**Metti in pratica**
1/ Rispondi alle domande seguenti sul testo dedicato alle scelte dei consumatori.
(a) Su quali consumatori si basa l'indagine di Viganò e Disegna?
(b) Quale motivazione risulta la più ricorrente nella preferenza per i prodotti locali?
(c) Per quali prodotti il consumatore Koncoop esige informazioni chiare e dettagliate in etichetta?
2/ Elenca tutti i prodotti locali che il testo sulle scelte dei consumatori nomina insieme al loro luogo di provenienza.

**Testo da analizzare**

Biologico, no grazie. Oppure sì, forse, dipende. Cosa spinga un consumatore a scegliere un prodotto alimentare suscita – oggi più che in passato – la curiosità degli studiosi. È l’etichetta parlante, che così come il grillo spiffera ogni aspetto legato alla filiera del prodotto? Oppure è l’aspetto a guidare la mano del consumatore negli scaffali? O la pubblicità? Niente di tutto questo secondo l’indagine di Viganò e Disegna sui consumatori Koncoop di Bolzano. Nel carrello finiscono prodotti a filiera corta, anzi cortissima. Le mele della val Venosta, gli asparagi di Terlano, il burro di Vipiteno: in altre parole, i prodotti locali.

L’indagine prende spunto dall’idea che i consumatori possano spendere di più per prodotti che incorporano valori di tipo sociale, ambientale o etico, oppure per i prodotti locali a filiera corta. “La preferenza espressa per i prodotti locali – si legge nel report – è stata numericamente evidente, anche se non spiegata nel dettaglio dal punto di vista dei criteri di scelta”. Sostenere l’economia locale sembra comunque essere la motivazione più ricorrente e poi un sentimentale attaccamento alla propria terra, ai sapori conosciuti, alle tradizioni.

Certo, locale – dice Viganò – non sempre vuol dire biologico. Tuttavia la scelta del prodotto a filiera corta prevale “al di là di questioni legate all’informazione completa ed esaustiva sul prodotto e al di là di una richiesta specifica che il prodotto locale sia biologico, rispettoso di criteri sociali o ambientali nel processo produttivo e nella scelta delle materie prime”. In altre parole, il consumatore Koncoop compra locale a scatola chiusa (o quasi), mentre nel caso di prodotti bio o fair trade esige informazioni chiare e dettagliate in etichetta. Due pesi e due misure, si direbbe. Locale – conclude Viganò – “emerge come indicazione economica significativa, che acquista spazi di mercato rispetto al prodotto glocal o a quello promosso da campagne pubblicitarie costose attraverso canali ad alto impatto comunicativo come la TV”.

[Voci di dati archiviati]
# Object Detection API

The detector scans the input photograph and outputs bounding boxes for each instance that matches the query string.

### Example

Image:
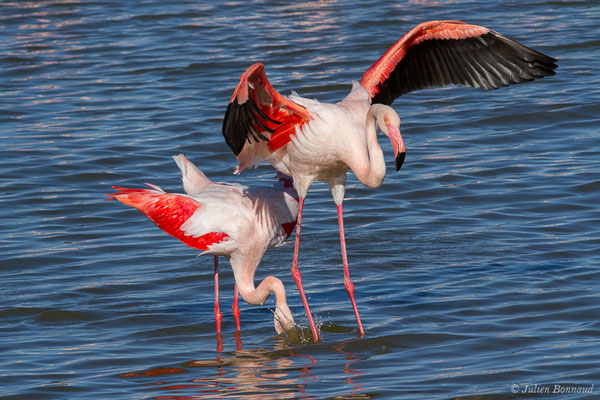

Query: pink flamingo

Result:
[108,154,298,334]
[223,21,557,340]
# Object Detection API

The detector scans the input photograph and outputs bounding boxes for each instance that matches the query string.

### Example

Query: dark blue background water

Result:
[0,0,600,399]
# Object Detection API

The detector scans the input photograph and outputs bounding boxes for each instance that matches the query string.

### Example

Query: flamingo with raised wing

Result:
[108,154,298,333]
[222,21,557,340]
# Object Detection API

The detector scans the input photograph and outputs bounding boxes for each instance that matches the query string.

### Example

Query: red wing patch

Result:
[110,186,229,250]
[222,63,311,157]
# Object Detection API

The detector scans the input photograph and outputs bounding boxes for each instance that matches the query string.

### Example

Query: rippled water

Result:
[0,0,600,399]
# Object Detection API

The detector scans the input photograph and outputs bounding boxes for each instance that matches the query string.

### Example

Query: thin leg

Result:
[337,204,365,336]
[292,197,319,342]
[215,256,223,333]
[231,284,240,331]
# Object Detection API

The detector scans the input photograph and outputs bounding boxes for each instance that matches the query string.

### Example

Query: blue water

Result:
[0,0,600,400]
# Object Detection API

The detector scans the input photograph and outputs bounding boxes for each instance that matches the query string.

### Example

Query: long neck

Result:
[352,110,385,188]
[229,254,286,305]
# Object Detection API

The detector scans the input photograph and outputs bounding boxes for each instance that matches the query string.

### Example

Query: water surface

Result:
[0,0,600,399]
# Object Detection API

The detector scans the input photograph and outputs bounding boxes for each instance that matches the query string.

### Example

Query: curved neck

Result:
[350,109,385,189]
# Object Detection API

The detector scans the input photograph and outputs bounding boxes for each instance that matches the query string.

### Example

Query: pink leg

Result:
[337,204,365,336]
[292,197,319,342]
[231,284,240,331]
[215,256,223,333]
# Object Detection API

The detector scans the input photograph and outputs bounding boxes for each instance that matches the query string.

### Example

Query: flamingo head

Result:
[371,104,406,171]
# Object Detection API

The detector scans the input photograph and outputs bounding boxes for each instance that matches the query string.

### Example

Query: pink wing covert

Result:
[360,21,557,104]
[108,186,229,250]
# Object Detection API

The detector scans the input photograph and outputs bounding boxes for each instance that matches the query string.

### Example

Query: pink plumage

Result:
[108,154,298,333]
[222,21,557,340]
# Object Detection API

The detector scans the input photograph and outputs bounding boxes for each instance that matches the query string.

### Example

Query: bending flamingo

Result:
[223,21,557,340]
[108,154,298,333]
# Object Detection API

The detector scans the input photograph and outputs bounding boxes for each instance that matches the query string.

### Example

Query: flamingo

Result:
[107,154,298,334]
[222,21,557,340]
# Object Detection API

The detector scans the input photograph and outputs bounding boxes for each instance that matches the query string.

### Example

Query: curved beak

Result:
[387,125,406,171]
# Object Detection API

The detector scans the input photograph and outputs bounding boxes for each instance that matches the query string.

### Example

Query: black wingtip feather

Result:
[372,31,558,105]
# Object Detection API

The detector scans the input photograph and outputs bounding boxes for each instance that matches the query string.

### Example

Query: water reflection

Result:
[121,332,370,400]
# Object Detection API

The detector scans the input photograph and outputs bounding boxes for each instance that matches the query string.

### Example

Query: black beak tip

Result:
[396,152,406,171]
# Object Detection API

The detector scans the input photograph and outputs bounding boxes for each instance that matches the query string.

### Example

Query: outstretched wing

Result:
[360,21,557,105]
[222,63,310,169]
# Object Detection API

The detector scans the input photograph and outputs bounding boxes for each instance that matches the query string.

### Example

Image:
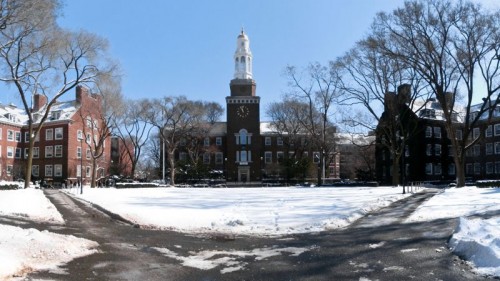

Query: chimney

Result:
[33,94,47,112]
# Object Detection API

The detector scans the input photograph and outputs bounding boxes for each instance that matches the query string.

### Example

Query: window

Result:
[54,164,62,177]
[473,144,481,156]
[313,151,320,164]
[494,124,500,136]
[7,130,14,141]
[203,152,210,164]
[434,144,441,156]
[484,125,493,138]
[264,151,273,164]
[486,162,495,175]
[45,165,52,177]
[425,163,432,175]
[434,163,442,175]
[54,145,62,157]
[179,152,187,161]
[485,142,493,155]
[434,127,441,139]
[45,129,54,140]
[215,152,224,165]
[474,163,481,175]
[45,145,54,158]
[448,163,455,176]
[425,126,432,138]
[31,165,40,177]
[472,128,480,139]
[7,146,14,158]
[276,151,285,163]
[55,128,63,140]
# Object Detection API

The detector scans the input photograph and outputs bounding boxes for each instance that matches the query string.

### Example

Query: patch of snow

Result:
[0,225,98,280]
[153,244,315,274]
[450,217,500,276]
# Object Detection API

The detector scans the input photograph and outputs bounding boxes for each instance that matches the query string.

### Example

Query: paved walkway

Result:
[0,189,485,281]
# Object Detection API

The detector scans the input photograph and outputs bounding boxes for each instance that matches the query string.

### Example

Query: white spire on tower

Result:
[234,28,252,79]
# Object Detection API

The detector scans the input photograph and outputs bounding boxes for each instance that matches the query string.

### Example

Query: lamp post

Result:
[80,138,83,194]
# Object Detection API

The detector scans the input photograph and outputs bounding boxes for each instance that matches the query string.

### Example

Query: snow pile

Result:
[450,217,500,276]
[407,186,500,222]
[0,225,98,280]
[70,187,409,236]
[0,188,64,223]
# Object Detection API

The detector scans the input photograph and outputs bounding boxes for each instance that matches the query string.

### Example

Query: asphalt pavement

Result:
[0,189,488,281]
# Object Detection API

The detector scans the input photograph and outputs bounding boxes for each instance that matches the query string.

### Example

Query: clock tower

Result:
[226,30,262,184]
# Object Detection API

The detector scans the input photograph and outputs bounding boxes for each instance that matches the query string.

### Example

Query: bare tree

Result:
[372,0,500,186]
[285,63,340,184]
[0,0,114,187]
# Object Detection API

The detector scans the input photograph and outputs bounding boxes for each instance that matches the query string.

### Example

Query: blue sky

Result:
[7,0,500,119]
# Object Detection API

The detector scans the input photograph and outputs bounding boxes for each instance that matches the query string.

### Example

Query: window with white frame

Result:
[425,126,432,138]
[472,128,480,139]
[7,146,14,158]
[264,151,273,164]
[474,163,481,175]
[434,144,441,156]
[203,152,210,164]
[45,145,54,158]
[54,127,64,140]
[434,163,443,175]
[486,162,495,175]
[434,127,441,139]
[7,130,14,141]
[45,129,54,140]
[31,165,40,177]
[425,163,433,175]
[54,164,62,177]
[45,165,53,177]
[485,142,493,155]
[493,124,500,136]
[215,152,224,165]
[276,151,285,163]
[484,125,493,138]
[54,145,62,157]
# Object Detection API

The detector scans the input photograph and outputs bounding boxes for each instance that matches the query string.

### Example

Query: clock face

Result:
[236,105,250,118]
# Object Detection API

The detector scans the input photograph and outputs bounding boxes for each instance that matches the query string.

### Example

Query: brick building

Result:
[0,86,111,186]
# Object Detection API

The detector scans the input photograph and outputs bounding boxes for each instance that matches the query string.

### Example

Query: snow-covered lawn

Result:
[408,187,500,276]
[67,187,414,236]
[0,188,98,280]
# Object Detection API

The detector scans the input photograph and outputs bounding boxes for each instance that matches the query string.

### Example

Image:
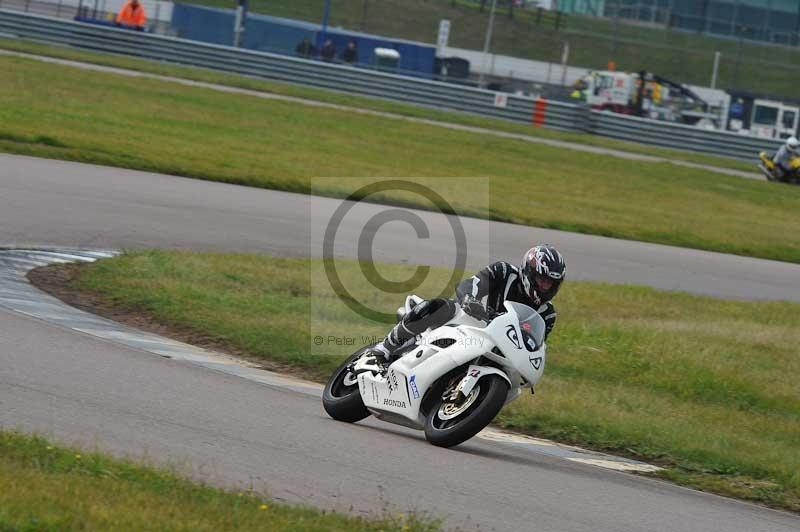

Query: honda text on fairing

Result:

**Insieme delle risposte**
1/
(a) Sui consumatori Koncoop di Bolzano.
(b) Sostenere l'economia locale.
(c) Per i prodotti bio o fair trade.

2/
- Le mele della val Venosta
- Gli asparagi di Terlano
- Il burro di Vipiteno